*** Supplied entries

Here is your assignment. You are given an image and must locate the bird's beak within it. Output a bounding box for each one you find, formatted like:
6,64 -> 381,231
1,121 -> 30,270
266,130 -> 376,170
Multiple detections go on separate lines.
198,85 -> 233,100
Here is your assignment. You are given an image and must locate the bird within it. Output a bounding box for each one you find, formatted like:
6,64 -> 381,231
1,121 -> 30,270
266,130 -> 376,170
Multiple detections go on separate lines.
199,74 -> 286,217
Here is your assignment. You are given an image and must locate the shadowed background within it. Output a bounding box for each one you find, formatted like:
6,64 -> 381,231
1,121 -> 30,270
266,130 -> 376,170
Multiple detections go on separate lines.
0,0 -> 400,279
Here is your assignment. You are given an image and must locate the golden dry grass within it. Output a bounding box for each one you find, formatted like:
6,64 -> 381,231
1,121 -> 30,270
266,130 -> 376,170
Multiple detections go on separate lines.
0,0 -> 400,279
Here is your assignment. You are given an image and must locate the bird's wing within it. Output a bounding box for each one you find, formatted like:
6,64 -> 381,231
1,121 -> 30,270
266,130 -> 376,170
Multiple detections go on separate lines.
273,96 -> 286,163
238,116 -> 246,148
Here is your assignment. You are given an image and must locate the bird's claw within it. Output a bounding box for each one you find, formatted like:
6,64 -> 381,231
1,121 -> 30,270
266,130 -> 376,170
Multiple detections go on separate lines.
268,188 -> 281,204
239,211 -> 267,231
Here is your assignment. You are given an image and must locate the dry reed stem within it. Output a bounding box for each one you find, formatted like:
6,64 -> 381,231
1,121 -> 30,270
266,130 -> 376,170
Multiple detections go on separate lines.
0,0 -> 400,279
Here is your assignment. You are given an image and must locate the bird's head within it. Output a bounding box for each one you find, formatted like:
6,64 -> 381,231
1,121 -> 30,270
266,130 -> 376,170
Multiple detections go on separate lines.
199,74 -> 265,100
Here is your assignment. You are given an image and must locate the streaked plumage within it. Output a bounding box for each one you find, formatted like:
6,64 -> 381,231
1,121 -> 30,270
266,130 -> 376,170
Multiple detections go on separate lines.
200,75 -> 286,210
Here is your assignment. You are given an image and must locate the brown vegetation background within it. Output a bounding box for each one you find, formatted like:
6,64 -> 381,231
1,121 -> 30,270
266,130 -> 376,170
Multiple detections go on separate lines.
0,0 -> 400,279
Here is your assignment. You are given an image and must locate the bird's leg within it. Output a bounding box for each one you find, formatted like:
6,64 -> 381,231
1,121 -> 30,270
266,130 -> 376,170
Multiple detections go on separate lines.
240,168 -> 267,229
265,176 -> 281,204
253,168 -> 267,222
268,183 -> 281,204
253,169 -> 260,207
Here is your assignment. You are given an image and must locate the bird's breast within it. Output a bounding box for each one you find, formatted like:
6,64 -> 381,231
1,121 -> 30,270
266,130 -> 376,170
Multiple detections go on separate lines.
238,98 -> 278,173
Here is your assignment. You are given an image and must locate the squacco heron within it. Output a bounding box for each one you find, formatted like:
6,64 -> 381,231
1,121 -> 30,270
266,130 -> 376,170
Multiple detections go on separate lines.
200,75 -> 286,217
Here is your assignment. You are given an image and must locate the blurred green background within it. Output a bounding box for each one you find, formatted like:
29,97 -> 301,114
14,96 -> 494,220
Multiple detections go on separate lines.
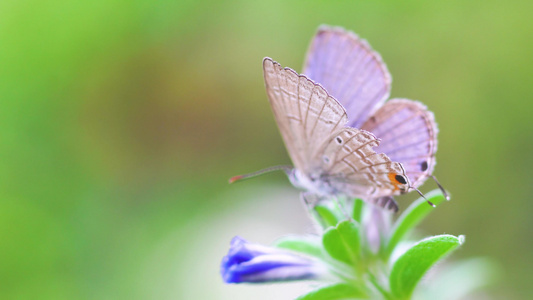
0,0 -> 533,299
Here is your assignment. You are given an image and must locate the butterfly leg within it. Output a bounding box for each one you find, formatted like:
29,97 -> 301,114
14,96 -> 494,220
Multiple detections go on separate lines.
368,196 -> 398,213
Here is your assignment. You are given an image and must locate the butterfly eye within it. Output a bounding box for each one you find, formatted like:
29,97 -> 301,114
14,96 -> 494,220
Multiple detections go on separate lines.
394,175 -> 407,184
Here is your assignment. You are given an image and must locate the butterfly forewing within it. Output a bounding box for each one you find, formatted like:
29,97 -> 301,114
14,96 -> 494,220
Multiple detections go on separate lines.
362,99 -> 437,187
303,26 -> 391,128
263,58 -> 347,172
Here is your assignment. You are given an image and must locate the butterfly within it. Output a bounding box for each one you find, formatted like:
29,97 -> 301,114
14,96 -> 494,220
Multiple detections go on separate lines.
230,25 -> 444,211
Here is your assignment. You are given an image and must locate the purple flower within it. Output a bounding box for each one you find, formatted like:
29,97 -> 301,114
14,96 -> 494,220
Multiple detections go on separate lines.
220,236 -> 325,283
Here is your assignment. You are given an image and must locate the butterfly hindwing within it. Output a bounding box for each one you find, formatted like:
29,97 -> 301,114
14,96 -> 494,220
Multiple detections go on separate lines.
362,99 -> 438,187
303,26 -> 391,128
316,127 -> 409,200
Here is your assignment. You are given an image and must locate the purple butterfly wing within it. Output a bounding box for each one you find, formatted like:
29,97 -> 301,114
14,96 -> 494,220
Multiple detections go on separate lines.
303,26 -> 391,128
361,99 -> 438,188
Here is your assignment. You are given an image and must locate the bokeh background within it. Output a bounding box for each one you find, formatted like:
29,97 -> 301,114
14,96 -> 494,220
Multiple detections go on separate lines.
0,0 -> 533,299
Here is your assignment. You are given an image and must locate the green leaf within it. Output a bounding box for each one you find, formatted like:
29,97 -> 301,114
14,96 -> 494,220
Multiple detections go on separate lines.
274,236 -> 324,258
416,257 -> 503,300
384,190 -> 445,258
297,283 -> 368,300
390,235 -> 464,299
313,201 -> 342,228
322,220 -> 361,264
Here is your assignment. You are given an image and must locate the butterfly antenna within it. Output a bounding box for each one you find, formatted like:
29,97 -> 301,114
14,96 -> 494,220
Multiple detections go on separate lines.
431,175 -> 450,201
409,186 -> 437,207
225,165 -> 292,183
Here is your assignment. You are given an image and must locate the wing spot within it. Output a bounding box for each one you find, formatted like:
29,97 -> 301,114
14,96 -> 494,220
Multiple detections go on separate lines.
394,175 -> 407,184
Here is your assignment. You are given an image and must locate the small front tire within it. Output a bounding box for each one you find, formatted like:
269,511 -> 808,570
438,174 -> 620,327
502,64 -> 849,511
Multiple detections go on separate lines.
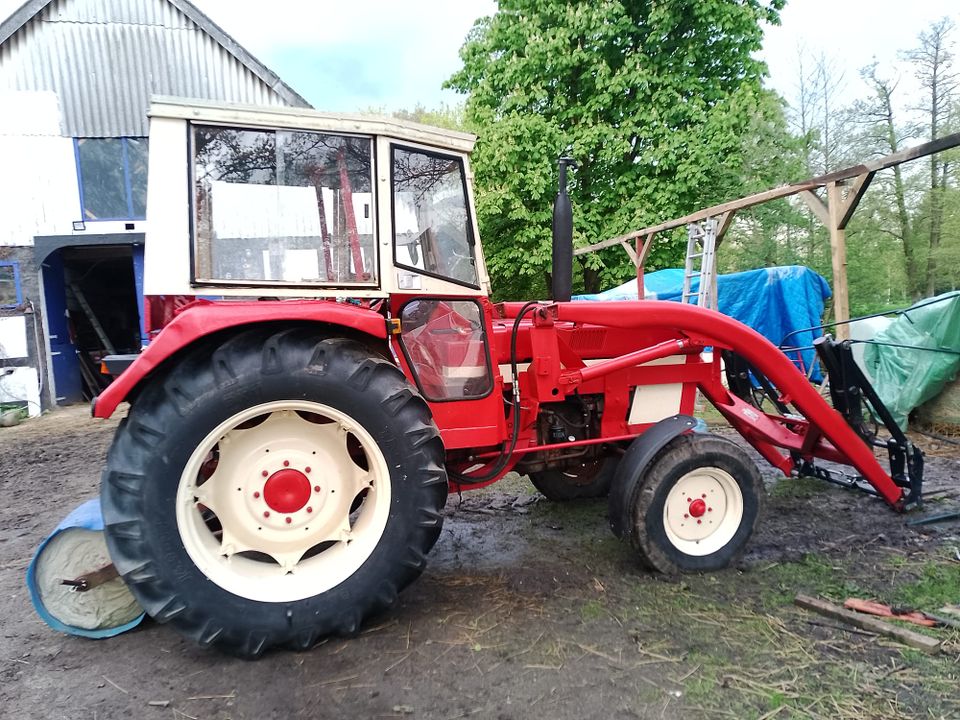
627,433 -> 764,575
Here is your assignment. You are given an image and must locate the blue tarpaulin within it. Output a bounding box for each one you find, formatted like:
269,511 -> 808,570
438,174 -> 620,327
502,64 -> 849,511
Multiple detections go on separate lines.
573,265 -> 831,380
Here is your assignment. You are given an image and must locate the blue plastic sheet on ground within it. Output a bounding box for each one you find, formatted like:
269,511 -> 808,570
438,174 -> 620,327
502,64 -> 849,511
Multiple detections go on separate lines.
573,265 -> 831,381
27,498 -> 144,638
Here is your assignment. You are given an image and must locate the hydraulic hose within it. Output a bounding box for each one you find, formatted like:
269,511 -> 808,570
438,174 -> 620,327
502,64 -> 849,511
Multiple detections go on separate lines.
447,300 -> 539,485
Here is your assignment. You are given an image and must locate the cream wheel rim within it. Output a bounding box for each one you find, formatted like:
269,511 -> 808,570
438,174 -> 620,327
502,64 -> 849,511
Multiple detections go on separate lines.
176,400 -> 391,602
663,467 -> 743,556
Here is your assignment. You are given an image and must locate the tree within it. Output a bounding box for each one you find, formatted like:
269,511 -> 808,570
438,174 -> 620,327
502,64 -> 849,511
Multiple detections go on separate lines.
855,62 -> 923,298
448,0 -> 784,296
907,18 -> 958,295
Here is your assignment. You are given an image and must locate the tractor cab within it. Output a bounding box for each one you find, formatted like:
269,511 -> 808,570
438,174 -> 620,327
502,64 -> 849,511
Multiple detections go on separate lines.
144,100 -> 489,308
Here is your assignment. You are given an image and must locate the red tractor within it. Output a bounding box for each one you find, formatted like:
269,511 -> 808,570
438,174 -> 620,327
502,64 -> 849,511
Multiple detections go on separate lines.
93,101 -> 922,657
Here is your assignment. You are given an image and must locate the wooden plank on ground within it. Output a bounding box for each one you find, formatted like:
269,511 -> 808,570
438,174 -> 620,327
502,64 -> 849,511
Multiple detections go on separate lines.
793,595 -> 940,655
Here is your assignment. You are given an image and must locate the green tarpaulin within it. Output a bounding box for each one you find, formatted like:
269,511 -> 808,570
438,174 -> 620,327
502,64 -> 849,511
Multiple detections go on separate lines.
864,292 -> 960,430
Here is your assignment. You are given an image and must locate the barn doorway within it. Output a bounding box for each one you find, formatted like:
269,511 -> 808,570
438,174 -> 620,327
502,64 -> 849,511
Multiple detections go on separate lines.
43,244 -> 142,404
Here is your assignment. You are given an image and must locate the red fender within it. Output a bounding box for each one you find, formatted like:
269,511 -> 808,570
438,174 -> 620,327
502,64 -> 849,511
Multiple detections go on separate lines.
93,300 -> 387,418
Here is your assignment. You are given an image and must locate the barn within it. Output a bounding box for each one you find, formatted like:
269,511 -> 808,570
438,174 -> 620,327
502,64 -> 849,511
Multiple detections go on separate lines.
0,0 -> 309,415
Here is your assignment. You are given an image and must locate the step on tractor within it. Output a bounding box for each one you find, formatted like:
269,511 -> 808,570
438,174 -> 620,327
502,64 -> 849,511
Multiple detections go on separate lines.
93,100 -> 923,658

******

Copy out again, without changes, the data from its first line through the line containing "198,85 -> 233,100", with both of those lines included.

Here is your assignment. You are given an image and must locate the bird's beak within it. Output a bounding box for each one you find, formatted like:
6,64 -> 381,231
1,121 -> 30,270
266,130 -> 376,170
Multiple detections go on separate lines.
198,85 -> 233,100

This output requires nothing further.